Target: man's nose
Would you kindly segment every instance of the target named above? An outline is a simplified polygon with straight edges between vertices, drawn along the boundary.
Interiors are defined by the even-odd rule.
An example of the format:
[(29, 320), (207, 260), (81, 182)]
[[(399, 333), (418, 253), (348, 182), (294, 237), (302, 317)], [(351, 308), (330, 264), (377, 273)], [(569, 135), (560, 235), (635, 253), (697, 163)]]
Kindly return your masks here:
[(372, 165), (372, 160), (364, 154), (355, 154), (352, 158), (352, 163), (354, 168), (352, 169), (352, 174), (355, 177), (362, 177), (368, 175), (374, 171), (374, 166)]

----------------

Set problem: Could you render the listing above as a numbered list, leaving out any blank lines?

Output of the exercise:
1. Target: man's nose
2. Would you kindly segment every instance of the target named above? An outline is a simplified polygon with straight edges between vertices, drawn along the boundary.
3. Interiors are defined by the even-odd rule.
4. An example of the format:
5. [(29, 320), (207, 260), (81, 182)]
6. [[(399, 333), (418, 253), (348, 182), (294, 237), (302, 317)], [(351, 308), (330, 264), (377, 273)], [(569, 135), (560, 235), (635, 253), (697, 163)]]
7. Kindly return your masks here:
8. [(372, 165), (372, 160), (364, 154), (355, 154), (352, 158), (352, 163), (354, 168), (352, 169), (352, 174), (355, 177), (362, 177), (368, 175), (374, 171), (374, 166)]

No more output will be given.